Baseless Measurements: No Baseline Study? No Problem

Introduction

Impact evaluations are powerful tools for developing a knowledge base on a programme about what works, what does not, and the reasons why. The case for incorporating more ‘rigorous impact evaluations’ into development programming and public policy processes have been eloquently documented elsewhere and supported by many development programmes, non-governmental organisations, and government agencies. However, despite considerable attention and progress made towards strengthening evaluation theory and practice over the past several years, many practical, real-world evaluation challenges remain pervasive.

Three categories of challenges are most prevalent with policy and programme evaluations: design, data collection, and data analysis. This essay discusses two of the most common design challenges: failure to establish a set of baseline data and a lack of a control group. The purpose of this essay is to synthesise existing knowledge about evaluation design challenges in a real-world scenario where critical data are most commonly not available or are of low quality. This essay incorporates practical experience conducting evaluations in Nigeria. It outlines strategies and approaches utilised to navigate the critical challenges resulting from data gaps during evaluations.

The rest of the document provides answers to the challenge. The essay presents a brief description of the problem. It offers specific propositions for reconstructing baseline data and control groups when the project or programme did not establish those requirements at the start of the project. The essay discusses the rationale and implementation strategies for the proposed solutions.

Context of the Problem

What is “Impact”? While there is consensus on the importance of impact evaluation within the development community, there has been a widespread debate amongst evaluation practitioners and in academic circles on the definition of impact evaluation. Many programme-implementing agencies assume that impact can be measured by merely comparing baseline measures with post-project measures for the target population. Typically, there is no evaluation of the outcomes against a comparison group. There is an erroneous assumption that the observed changes result from the project intervention.

This essay adopts the definitions proposed by the International Initiative for Impact Evaluation. Evaluation is the “analysis that measures the net change in outcomes for a particular group of people that can be attributed to a specific programme using the best methodology available, feasible and appropriate to the evaluation question that is being investigated and to the specific context.” In this context, “impact” is referred to as “net project impact” and means the “total observed change” minus “change attributed to other factors not related to the project”.

Causal attribution is necessary to ascertain the effectiveness of the interventions. Yet, establishing causation is one of the most challenging issues in evaluation. Whether or not the outcome of the intervention was due to the treatment or to other factors has profound implications when deciding whether a project should be repeated elsewhere or implemented on a larger scale. An understanding of the true magnitude and direction of project impact has advantages, including savings, more effective allocation of resources and avoidance of investments in projects that will not produce the expected benefits.

Programme evaluators face real challenges in designing rigorous impact evaluations for development projects and programmes. In their book, RealWorld Evaluation: Working Under Budget, Time, Data, and Political Constraints, Bamberger et al. (2012) present two sets of real-world evaluation scenarios. In the first scenario, the evaluation faces budget, time and data constraints. Similarly, the programme design and delivery mechanisms limit the range of available evaluation designs. For example, it may not be possible to include a control group or to conduct a comprehensive baseline study on the project population, or there may be limits on the number of interviews conducted. Under the second scenario, the project may be nearing completion or has ended before the evaluation is commissioned. No baseline data is collected on a comparison group and often not on the project group either. Secondary data is lacking or of low quality. There are time pressures to complete the report. There are budget constraints. There are political constraints on the evaluation methodology and pressures to ensure “objective but positive findings”.

Point-based annotation records
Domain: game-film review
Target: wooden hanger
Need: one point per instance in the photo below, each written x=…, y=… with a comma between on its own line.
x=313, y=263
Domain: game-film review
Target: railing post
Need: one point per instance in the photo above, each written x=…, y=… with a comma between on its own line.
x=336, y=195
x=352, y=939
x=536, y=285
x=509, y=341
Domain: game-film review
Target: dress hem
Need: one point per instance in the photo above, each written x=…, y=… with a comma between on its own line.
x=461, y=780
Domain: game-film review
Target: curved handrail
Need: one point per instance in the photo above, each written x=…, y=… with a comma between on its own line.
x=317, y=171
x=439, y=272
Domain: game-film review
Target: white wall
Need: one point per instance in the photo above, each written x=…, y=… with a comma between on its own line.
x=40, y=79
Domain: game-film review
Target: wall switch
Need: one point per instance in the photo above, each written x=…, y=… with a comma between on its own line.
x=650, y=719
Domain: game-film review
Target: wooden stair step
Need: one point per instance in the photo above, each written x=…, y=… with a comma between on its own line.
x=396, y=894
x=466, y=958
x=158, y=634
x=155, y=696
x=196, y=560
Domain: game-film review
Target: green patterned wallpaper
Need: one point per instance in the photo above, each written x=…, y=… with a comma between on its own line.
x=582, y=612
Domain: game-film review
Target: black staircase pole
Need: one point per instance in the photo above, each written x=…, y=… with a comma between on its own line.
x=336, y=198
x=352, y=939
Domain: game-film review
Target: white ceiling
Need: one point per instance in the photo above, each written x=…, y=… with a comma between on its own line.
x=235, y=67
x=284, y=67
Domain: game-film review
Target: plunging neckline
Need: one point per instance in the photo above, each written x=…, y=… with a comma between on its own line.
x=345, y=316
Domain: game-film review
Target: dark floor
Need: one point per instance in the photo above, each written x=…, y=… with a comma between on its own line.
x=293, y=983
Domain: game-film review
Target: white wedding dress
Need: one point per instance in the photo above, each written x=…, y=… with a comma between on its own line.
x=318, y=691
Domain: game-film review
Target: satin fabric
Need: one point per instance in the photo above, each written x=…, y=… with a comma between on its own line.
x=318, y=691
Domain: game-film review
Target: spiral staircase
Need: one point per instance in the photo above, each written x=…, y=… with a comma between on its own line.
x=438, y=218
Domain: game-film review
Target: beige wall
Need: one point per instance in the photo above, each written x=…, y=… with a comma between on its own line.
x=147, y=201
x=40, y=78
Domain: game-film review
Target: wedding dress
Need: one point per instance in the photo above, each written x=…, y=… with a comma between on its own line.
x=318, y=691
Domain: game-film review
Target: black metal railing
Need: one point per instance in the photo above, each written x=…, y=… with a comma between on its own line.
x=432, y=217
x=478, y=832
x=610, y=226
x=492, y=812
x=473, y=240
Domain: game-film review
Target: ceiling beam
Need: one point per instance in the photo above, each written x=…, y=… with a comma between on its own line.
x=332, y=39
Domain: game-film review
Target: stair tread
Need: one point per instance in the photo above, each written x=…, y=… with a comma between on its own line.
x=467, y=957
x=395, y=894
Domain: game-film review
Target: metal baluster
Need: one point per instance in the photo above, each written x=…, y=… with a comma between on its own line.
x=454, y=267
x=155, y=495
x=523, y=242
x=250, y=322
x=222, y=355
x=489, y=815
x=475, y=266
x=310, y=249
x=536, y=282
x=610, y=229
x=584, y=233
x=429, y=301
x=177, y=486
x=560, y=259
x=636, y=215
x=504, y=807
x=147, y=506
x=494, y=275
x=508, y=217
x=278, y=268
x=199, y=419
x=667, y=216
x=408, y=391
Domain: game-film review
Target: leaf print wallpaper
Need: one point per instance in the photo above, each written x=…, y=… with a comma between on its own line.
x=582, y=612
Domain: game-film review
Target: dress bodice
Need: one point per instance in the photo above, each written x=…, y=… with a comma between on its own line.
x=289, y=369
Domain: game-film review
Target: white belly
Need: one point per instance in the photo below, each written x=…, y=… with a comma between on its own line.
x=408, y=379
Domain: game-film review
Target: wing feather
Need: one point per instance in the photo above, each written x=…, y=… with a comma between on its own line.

_SHORT EXERCISE 1_
From the evaluation essay, extract the part that opens with the words containing "Causal attribution is" and closes with "the expected benefits.".
_SHORT EXERCISE 2_
List the three categories of challenges that the evaluation essay names as most prevalent in policy and programme evaluations.
_SHORT EXERCISE 3_
For each statement, say yes or no to whether it agrees with the evaluation essay, and quote the words of the essay that decide it.
(a) The essay draws on practical experience conducting evaluations in Nigeria.
(b) The essay adopts definitions proposed by Bamberger et al.
(c) In the second scenario, secondary data is plentiful.

_EXPECTED ANSWER 1_
Causal attribution is necessary to ascertain the effectiveness of the interventions. Yet, establishing causation is one of the most challenging issues in evaluation. Whether or not the outcome of the intervention was due to the treatment or to other factors has profound implications when deciding whether a project should be repeated elsewhere or implemented on a larger scale. An understanding of the true magnitude and direction of project impact has advantages, including savings, more effective allocation of resources and avoidance of investments in projects that will not produce the expected benefits.

_EXPECTED ANSWER 2_
- Design
- Data collection
- Data analysis

_EXPECTED ANSWER 3_
(a) Yes: "This essay incorporates practical experience conducting evaluations in Nigeria."
(b) No: "This essay adopts the definitions proposed by the International Initiative for Impact Evaluation."
(c) No: "Secondary data is lacking or of low quality."